--- Actions à mener ---
1. Transcrivez l'article sur les offres interculturelles en commençant à "Proposer des offres" et en terminant à "du projet Mondomedia.".
2. D'après l'article sur les offres interculturelles, quelle part des habitants de Zermatt vient du Portugal ?
3. Prolongez l'article sur les offres interculturelles à partir de sa dernière phrase.

--- Texte ---
——————

Proposer des offres interculturelles – c’est aussi possible pour les petites bibliothèques

16.01.2019 | Par Silvia Heizmann | Collections | Les bibliothèques informent | Bibliothèque et migration| Diversité culturelle| Offres interculturelles

Cinq participantes du cours de base SAB-CLP 2018 montrent comment leurs bibliothèques se sont ouvertes à la diversité culturelle.

Par Silvia Heizmann
Silvia Heizmann a fait des études d’ethnologie, de psychologie et de philosophie. Active dans une bibliothèque interculturelle et dans un lieu de rencontre pour femmes immigrées, elle s’engage également dans le cadre du projet Mondomedia.
En Suisse, une personne sur trois a des origines étrangères. La diversité culturelle est devenue une réalité qui se fait observer déjà depuis longtemps, non seulement dans les villes mais aussi dans les petits villages. La majorité des immigré-e-s parle une autre langue à la maison et doit apprendre une de nos langues nationales. Comme on apprend plus facilement une nouvelle langue si l’on dispose de connaissances solides dans sa langue première, les bibliothèques, censées être des lieux de rencontre, d'intégration et de médiation culturelle pour tous les groupes de la population, ont ici une tâche importante à accomplir. Mais quelles offres les bibliothèques de petite ou moyenne taille peuvent-elles proposer ? Et comment les immigré-e-s peuvent-ils/elles soutenir la bibliothèque dans ses efforts ? Dans le cadre d’un cours de base SAB-CLP qui s’est tenu à la HEP de Berne, cinq participantes ont élaboré des projets pour leurs bibliothèques en prenant en considération les particularités démographiques de leurs communes et des informations supplémentaires qu’elles ont obtenues grâce à des entretiens menés avec des expert-e-s et des personnes-clés.
 
La communauté portugaise à Zermatt
Silvia Burgener Bächler et Karin Biner-Perren de la bibliothèque scolaire et communale de Zermatt ont été contactées par une enseignante qui donne des cours de langue et de culture d'origine (CLCO) à des élèves provenant de familles portugaises. Comme la lecture consolide les connaissances de grammaire, celle-ci voulait encourager les enfants à lire davantage en portugais et était à la recherche de livres que les enfants pouvaient emprunter. A Zermatt, véritable bastion du tourisme, un habitant sur cinq vient du Portugal, dans le village voisin de Täsch, ce chiffre dépasse même les 40 pour cent, et les écoles y comptent autant d'enfants de langue portugaise que d'enfants germanophones. Autant de raisons convaincantes pour considérer la population portugaise vivant à Zermatt et dans les environs comme nouveau groupe cible. Afin de connaître les besoins en matière de documents, les deux bibliothécaires ont mené des entretiens avec un membre du corps enseignant CLCO, la présidente de l'association de langue et culture portugaises et une experte en matière d'intégration. Parallèlement, elles se sont renseignées sur les particularités des bibliothèques et de l’instruction publique au Portugal. Leurs recherches ont révélé que de nombreux immigrant-e-s portugais-e-s de la première génération ne disposent que d’un niveau d'instruction relativement faible et que certain-e-s d’entre eux n’ont pas appris à lire et à écrire dans leur jeunesse, car au Portugal, suite à la dictature, qui a pris fin en 1974, seule une petite minorité avait accès au système scolaire élitiste, le système de neuf années d’école obligatoire n’ayant été mis en œuvre que dans les années 1990.

——————

--- Section des données ---
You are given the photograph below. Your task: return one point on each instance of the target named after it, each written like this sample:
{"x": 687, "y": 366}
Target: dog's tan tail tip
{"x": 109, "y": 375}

——————

--- Réponses fournies ---
1.
Proposer des offres interculturelles – c’est aussi possible pour les petites bibliothèques

16.01.2019 | Par Silvia Heizmann | Collections | Les bibliothèques informent | Bibliothèque et migration| Diversité culturelle| Offres interculturelles

Cinq participantes du cours de base SAB-CLP 2018 montrent comment leurs bibliothèques se sont ouvertes à la diversité culturelle.

Par Silvia Heizmann
Silvia Heizmann a fait des études d’ethnologie, de psychologie et de philosophie. Active dans une bibliothèque interculturelle et dans un lieu de rencontre pour femmes immigrées, elle s’engage également dans le cadre du projet Mondomedia.

2. Un habitant sur cinq.

3.
 
Un buffet de livres en langue portugaise
Les deux collaboratrices de la bibliothèque de Zermatt décident d’engager une collaboration avec Bibliomedia. Tenant compte des résultats de leurs recherches, elles décident de commander également des livres portugais en langage simplifié. Afin de faire connaître sa nouvelle offre, la bibliothèque organise une journée de présentation pour la population d’origine portugaise. Pendant cette journée, la bibliothèque accueille les différentes classes CLCO. Et le soir, un « buffet portugais » proposant des livres susceptibles d’inciter l'appétit de lire est mis en évidence comme un vrai repas.
 
Photo : Katrin Affolter
  
Largement diffusé, cet événement rencontre un vif intérêt. Les représentant-e-s des autorités se montrent enthousiaste du projet, présenté à la fois dans les bulletins d’information de Zermatt et de Täsch (Zermatt inside (pdf) 2018/2, p.13, Täscher Gugger (pdf) n° 20, p.6). Pour l’avenir, on prévoit d’organiser des rencontres régulières avec le corps enseignant CLCO et d’élargir, au besoin, l’offre des documents en portugais.
 
Presque un an après le lancement du projet, les bibliothécaires constatent que la population d’origine portugaise n’emprunte pas seulement des documents en langue portugaise, mais aussi en langue allemande. De plus, ces personnes continuent à fréquenter la bibliothèque régulièrement, en particulier les enfants, qui s’y rendent également pendant leur temps libre ou entre l’école et l’enseignement CLCO. Pour que la bibliothèque garde son attrait pour le nouveau public, les deux bibliothécaires ont décidé de compléter l’offre en matière de documents par un cycle d’animations régulières.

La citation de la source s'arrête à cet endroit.